▶ **WRITTEN INSTRUCTION**
Rewrite all of the entries below, swapping "even-odd fill rule" for "nonzero winding rule" wherever it occurs and keeping everything else the same. Leave the pictures out.
— START OF ROWS —
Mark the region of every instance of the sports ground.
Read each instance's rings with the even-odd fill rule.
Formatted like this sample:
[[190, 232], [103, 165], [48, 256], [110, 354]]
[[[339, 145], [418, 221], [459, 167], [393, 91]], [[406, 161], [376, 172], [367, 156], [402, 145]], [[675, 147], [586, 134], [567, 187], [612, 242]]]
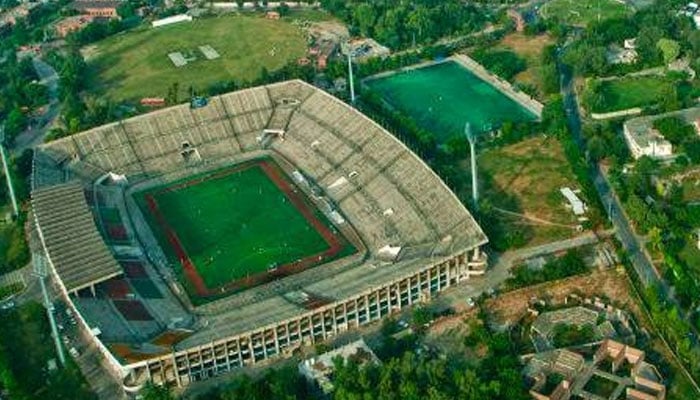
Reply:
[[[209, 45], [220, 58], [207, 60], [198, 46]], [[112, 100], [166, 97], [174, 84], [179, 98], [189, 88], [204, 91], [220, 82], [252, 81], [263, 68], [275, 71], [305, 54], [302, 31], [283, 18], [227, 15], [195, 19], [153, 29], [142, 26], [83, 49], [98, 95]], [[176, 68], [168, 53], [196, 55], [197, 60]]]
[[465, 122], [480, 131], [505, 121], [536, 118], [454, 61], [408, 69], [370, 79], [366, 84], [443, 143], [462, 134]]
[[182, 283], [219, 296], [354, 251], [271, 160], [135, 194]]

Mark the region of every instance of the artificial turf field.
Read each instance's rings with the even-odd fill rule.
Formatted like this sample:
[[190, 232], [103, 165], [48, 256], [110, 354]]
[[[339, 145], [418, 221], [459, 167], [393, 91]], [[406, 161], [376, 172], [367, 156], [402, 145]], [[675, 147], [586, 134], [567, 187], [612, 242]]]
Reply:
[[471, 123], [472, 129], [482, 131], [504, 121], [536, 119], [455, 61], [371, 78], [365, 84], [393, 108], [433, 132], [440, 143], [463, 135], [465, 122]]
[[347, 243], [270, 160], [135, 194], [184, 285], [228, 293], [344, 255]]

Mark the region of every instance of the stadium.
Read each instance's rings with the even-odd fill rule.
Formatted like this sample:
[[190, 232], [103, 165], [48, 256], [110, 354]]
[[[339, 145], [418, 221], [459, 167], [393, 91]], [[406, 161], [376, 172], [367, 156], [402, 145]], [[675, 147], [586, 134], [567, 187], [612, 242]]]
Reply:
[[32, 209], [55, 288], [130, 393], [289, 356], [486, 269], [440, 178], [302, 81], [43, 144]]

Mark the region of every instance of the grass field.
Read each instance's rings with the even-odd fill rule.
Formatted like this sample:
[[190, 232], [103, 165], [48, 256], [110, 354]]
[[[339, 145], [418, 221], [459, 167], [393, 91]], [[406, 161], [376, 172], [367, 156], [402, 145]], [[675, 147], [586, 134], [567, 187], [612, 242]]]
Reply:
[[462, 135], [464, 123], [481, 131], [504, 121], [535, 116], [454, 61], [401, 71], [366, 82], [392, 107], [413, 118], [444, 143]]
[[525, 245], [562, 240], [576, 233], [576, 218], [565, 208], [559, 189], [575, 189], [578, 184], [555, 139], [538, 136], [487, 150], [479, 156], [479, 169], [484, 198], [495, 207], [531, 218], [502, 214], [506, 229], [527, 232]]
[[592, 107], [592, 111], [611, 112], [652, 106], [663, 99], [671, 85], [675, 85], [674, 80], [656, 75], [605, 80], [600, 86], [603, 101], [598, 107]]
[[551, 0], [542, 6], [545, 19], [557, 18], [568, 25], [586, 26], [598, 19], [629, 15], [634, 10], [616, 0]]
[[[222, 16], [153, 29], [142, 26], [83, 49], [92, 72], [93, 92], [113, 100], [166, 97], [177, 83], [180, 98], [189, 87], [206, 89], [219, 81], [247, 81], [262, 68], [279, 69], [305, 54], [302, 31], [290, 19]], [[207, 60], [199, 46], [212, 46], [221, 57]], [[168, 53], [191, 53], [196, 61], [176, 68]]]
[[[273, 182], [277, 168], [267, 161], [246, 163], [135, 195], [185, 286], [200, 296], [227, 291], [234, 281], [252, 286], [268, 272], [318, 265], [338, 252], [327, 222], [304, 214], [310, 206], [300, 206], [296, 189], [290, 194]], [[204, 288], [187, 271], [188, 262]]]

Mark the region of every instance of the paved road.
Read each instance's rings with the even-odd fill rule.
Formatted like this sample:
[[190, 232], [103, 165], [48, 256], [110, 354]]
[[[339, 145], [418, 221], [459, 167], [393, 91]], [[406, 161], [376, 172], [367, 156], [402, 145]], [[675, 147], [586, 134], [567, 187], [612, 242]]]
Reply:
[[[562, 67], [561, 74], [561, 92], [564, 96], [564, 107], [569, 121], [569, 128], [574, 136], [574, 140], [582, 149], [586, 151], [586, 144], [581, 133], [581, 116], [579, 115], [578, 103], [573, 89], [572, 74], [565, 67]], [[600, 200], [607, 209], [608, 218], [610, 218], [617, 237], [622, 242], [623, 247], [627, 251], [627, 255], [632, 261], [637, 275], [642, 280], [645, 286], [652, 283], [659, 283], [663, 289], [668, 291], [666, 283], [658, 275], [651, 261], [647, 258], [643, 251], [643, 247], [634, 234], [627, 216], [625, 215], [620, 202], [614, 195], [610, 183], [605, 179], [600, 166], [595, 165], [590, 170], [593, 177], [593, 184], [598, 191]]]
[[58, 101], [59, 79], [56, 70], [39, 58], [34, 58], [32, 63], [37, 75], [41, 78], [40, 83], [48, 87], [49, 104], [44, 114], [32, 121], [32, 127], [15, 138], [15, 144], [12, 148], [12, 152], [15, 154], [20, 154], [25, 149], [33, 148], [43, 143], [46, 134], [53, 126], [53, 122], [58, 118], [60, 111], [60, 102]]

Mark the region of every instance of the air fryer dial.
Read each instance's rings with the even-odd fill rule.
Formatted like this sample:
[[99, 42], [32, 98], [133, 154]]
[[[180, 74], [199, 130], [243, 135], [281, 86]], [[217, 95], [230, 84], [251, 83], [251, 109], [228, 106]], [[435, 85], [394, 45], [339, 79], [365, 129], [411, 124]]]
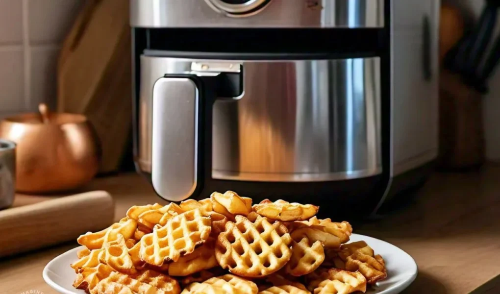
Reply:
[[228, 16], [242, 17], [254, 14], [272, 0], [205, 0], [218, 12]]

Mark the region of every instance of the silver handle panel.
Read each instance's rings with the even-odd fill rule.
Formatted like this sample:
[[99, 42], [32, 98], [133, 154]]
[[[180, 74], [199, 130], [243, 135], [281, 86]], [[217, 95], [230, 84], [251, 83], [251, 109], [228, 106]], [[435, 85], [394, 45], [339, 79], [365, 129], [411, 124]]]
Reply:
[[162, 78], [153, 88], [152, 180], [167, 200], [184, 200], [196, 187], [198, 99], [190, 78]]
— END OF ROWS —
▶ **EXERCISE RESULT**
Mark the region of every instance of the sports ground.
Read each instance's rings with the nonzero winding rule.
Formatted like this sample:
[[190, 232], [103, 165], [48, 256], [110, 354]]
[[[339, 145], [418, 221], [459, 167], [393, 91]], [[406, 161], [376, 172], [367, 156], [402, 145]], [[675, 147], [586, 134], [567, 187], [612, 242]]]
Reply:
[[[209, 45], [220, 58], [207, 60], [198, 46]], [[112, 100], [166, 97], [174, 84], [179, 98], [189, 88], [204, 91], [220, 82], [252, 81], [263, 68], [275, 71], [305, 54], [302, 31], [283, 18], [227, 15], [195, 19], [153, 29], [142, 26], [83, 49], [98, 95]], [[176, 68], [168, 53], [196, 55], [197, 60]]]
[[465, 122], [480, 131], [505, 121], [536, 118], [454, 61], [408, 69], [370, 79], [366, 84], [443, 143], [462, 134]]
[[182, 283], [219, 296], [354, 251], [271, 160], [135, 194]]

Mark the region of every instance of the artificial turf field.
Read each instance's rings with the nonzero winding rule.
Formatted like this sample:
[[190, 232], [103, 165], [48, 256], [110, 354]]
[[[339, 145], [418, 221], [459, 167], [393, 91]], [[406, 161], [376, 172], [367, 156], [402, 145]], [[675, 147], [586, 134], [567, 187], [612, 242]]]
Reply:
[[471, 123], [472, 129], [482, 131], [504, 121], [536, 119], [455, 61], [371, 78], [365, 84], [393, 108], [433, 132], [440, 143], [463, 135], [465, 122]]
[[347, 243], [270, 160], [135, 194], [184, 285], [228, 293], [344, 255]]

Mark the region of every instance of the stadium.
Read each instance's rings with the nonzero winding rule.
Formatted like this sample:
[[190, 232], [103, 165], [48, 256], [110, 354]]
[[[339, 145], [418, 221], [459, 167], [393, 91]], [[406, 161], [376, 172], [367, 156], [402, 145]], [[675, 147], [586, 134], [567, 187], [612, 242]]]
Reply:
[[32, 209], [55, 288], [130, 393], [289, 356], [486, 269], [440, 178], [302, 81], [43, 144]]

Mark the region of every instance of the grass field.
Read each instance's rings with the nonzero winding rule.
Formatted like this sample:
[[190, 232], [103, 165], [48, 256], [110, 354]]
[[[339, 145], [418, 221], [459, 167], [393, 91]], [[406, 161], [376, 172], [367, 156], [402, 145]], [[675, 147], [586, 134], [567, 187], [612, 242]]]
Reply:
[[462, 135], [464, 123], [481, 131], [504, 121], [535, 116], [454, 61], [401, 71], [366, 82], [392, 107], [413, 118], [444, 143]]
[[525, 245], [562, 240], [576, 233], [576, 218], [565, 208], [559, 189], [575, 189], [578, 184], [555, 139], [538, 136], [487, 150], [479, 156], [479, 169], [484, 198], [495, 207], [531, 218], [502, 214], [506, 229], [527, 232]]
[[592, 107], [592, 111], [611, 112], [652, 106], [663, 99], [671, 85], [675, 85], [674, 80], [656, 75], [605, 80], [600, 86], [603, 101], [598, 107]]
[[551, 0], [542, 6], [545, 19], [557, 18], [568, 25], [586, 26], [598, 19], [629, 15], [634, 10], [616, 0]]
[[[222, 16], [153, 29], [142, 26], [83, 49], [92, 72], [93, 92], [113, 100], [166, 97], [177, 83], [180, 98], [189, 87], [206, 89], [219, 81], [247, 81], [262, 68], [279, 69], [305, 54], [302, 31], [290, 19]], [[207, 60], [199, 46], [212, 46], [221, 57]], [[168, 53], [191, 53], [196, 61], [176, 68]]]
[[[273, 182], [277, 168], [267, 161], [246, 163], [135, 195], [185, 286], [200, 296], [227, 291], [234, 281], [252, 286], [268, 272], [318, 265], [338, 252], [327, 222], [304, 214], [310, 206], [300, 206], [296, 189], [290, 194]], [[204, 288], [187, 271], [188, 262]]]

Mark the region of every instance of the paved road.
Read each instance's rings with the nonzero winding rule.
Formatted like this sample:
[[190, 232], [103, 165], [48, 256], [110, 354]]
[[[339, 145], [418, 221], [459, 167], [393, 91]], [[406, 161], [376, 172], [367, 156], [402, 145]], [[675, 147], [586, 134], [567, 187], [612, 242]]]
Reply:
[[[562, 67], [561, 74], [561, 92], [564, 96], [564, 107], [569, 121], [569, 128], [574, 136], [574, 140], [582, 149], [586, 151], [586, 144], [581, 133], [581, 116], [579, 115], [578, 103], [573, 89], [572, 74], [565, 67]], [[600, 200], [607, 209], [608, 218], [610, 218], [617, 237], [622, 242], [623, 247], [627, 251], [627, 255], [632, 261], [637, 275], [642, 280], [645, 286], [652, 283], [659, 283], [663, 289], [668, 291], [666, 283], [658, 275], [651, 261], [647, 258], [643, 251], [643, 247], [634, 234], [627, 216], [625, 215], [620, 202], [614, 195], [610, 183], [605, 179], [600, 166], [595, 165], [590, 170], [593, 177], [593, 184], [598, 191]]]
[[58, 101], [59, 79], [56, 70], [39, 58], [34, 58], [32, 63], [37, 75], [41, 78], [40, 83], [48, 87], [49, 104], [44, 114], [32, 121], [32, 127], [15, 138], [15, 144], [12, 148], [12, 152], [15, 154], [20, 154], [25, 149], [33, 148], [43, 143], [46, 134], [53, 126], [53, 122], [58, 118], [60, 111], [60, 102]]

Mark the region of every instance of the air fryer dial.
Read each instance's rings with the nonzero winding rule.
Formatted like this sample:
[[99, 42], [32, 98], [133, 154]]
[[[180, 74], [199, 130], [243, 135], [281, 86]], [[217, 95], [230, 84], [251, 83], [251, 109], [228, 106]], [[435, 85], [394, 45], [339, 79], [365, 129], [411, 124]]]
Reply:
[[228, 16], [242, 17], [254, 14], [272, 0], [205, 0], [218, 12]]

Mark the region of every instance of the silver handle panel.
Read each instance's rings with the nonzero winding rule.
Formatted like this sample:
[[99, 42], [32, 98], [133, 154]]
[[[180, 74], [199, 130], [243, 135], [281, 86]], [[217, 95], [230, 84], [251, 83], [251, 109], [228, 106]], [[435, 85], [394, 45], [339, 79], [365, 129], [411, 124]]]
Reply:
[[162, 78], [153, 88], [152, 180], [167, 200], [184, 200], [196, 187], [198, 99], [190, 78]]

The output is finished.